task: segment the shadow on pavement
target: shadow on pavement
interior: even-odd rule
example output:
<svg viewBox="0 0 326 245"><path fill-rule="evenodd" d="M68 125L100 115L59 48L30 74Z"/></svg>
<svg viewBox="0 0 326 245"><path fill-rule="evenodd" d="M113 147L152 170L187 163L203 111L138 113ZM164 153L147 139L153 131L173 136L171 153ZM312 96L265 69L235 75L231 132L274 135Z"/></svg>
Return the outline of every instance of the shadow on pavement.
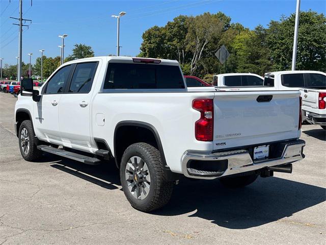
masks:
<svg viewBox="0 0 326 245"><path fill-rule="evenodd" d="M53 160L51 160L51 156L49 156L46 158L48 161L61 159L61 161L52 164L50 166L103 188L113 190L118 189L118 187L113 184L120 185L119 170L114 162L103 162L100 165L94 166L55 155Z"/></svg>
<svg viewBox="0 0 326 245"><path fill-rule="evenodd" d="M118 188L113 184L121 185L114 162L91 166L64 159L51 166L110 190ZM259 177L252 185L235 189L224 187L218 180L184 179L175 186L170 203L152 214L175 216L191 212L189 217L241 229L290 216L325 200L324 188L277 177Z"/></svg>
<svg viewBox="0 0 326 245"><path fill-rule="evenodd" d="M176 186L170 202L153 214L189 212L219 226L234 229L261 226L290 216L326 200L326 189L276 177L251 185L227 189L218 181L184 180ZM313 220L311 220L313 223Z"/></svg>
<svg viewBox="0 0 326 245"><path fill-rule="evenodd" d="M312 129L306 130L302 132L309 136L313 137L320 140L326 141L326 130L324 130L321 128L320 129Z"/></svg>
☆ ☆ ☆ ☆ ☆ ☆ ☆
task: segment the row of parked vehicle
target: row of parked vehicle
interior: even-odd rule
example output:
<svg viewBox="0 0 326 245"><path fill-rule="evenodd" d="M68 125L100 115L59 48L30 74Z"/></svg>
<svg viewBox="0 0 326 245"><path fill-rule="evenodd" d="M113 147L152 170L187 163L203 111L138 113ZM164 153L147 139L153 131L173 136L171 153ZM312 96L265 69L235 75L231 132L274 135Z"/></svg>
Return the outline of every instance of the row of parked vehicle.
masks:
☆ ☆ ☆ ☆ ☆ ☆ ☆
_Tugas Anda:_ Pilih setiap baris pada catatan di atas yang mengandung kata "vehicle", lalu salin baris-baris tersebut secara utuh.

_Jawaban Lengkap:_
task: segment the row of parked vehicle
target: row of parked vehicle
Return the outline of every instance of the row of parked vehicle.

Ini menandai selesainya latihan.